◆ PROBLEM DESCRIPTION
Print the following lines without changing anything.

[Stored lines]
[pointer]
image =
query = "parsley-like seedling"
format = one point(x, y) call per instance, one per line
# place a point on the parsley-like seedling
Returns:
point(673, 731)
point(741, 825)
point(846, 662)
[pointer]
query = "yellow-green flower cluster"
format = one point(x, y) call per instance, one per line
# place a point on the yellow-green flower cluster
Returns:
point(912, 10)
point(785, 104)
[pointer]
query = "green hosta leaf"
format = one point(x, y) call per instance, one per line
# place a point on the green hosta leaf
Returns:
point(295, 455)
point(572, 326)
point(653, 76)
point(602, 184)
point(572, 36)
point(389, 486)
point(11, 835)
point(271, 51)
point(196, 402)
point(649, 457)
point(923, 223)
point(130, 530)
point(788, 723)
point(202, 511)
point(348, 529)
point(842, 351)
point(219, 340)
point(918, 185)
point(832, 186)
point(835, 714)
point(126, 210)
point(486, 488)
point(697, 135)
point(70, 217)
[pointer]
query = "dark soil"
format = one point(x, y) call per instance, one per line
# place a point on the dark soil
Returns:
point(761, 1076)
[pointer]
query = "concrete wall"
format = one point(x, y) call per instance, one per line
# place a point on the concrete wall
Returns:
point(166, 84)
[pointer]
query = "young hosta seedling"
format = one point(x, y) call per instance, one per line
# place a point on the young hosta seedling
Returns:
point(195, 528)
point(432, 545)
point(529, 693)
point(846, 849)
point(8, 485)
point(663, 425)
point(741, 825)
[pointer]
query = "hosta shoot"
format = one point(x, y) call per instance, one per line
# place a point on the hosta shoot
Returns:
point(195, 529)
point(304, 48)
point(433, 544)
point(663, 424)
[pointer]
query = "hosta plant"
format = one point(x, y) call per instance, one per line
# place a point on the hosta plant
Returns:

◆ FULL SOLUTION
[pointer]
image =
query = "parsley-like seedling"
format = one point(x, y) call per instance, one per line
# place a point on the parsley-like seedling
Returns:
point(673, 731)
point(741, 825)
point(846, 662)
[pointer]
query = "yellow-green flower cluster"
format = one point(x, y) call per instance, one per line
# place a point on the yellow-green flower cluster
Returns:
point(912, 10)
point(785, 104)
[pointer]
query = "green hosta leaf"
format = one point(x, y) call per instance, one per line
# place a point on the green hosta leaf
Returns:
point(295, 455)
point(572, 326)
point(653, 76)
point(602, 184)
point(572, 36)
point(389, 486)
point(11, 835)
point(271, 51)
point(196, 402)
point(649, 457)
point(923, 223)
point(130, 530)
point(788, 723)
point(202, 511)
point(348, 529)
point(842, 351)
point(219, 340)
point(918, 185)
point(832, 186)
point(835, 714)
point(126, 210)
point(486, 488)
point(697, 135)
point(70, 217)
[pointer]
query = "dark soil"
format = one point(x, y) call per instance, one per line
# place a point on the dark soil
Returns:
point(761, 1076)
[pointer]
query = "concrete wall"
format = one point(x, y) call per instance, one per line
# place a point on the concrete wall
Returns:
point(166, 84)
[pointer]
query = "young hosta seedling"
format = one point(x, y) call per instance, one per line
# place a point on the young hosta seedling
Returns:
point(195, 528)
point(432, 545)
point(529, 693)
point(846, 849)
point(8, 485)
point(663, 425)
point(741, 825)
[pointer]
query = "hosta shoot"
format = one point(x, y) call per instance, one per line
# place a point on the hosta shoot
Returns:
point(195, 529)
point(304, 48)
point(433, 544)
point(663, 424)
[pointer]
query = "hosta plant"
format = one point(x, y) call per instance, one per line
# place a point on the hosta plant
Returns:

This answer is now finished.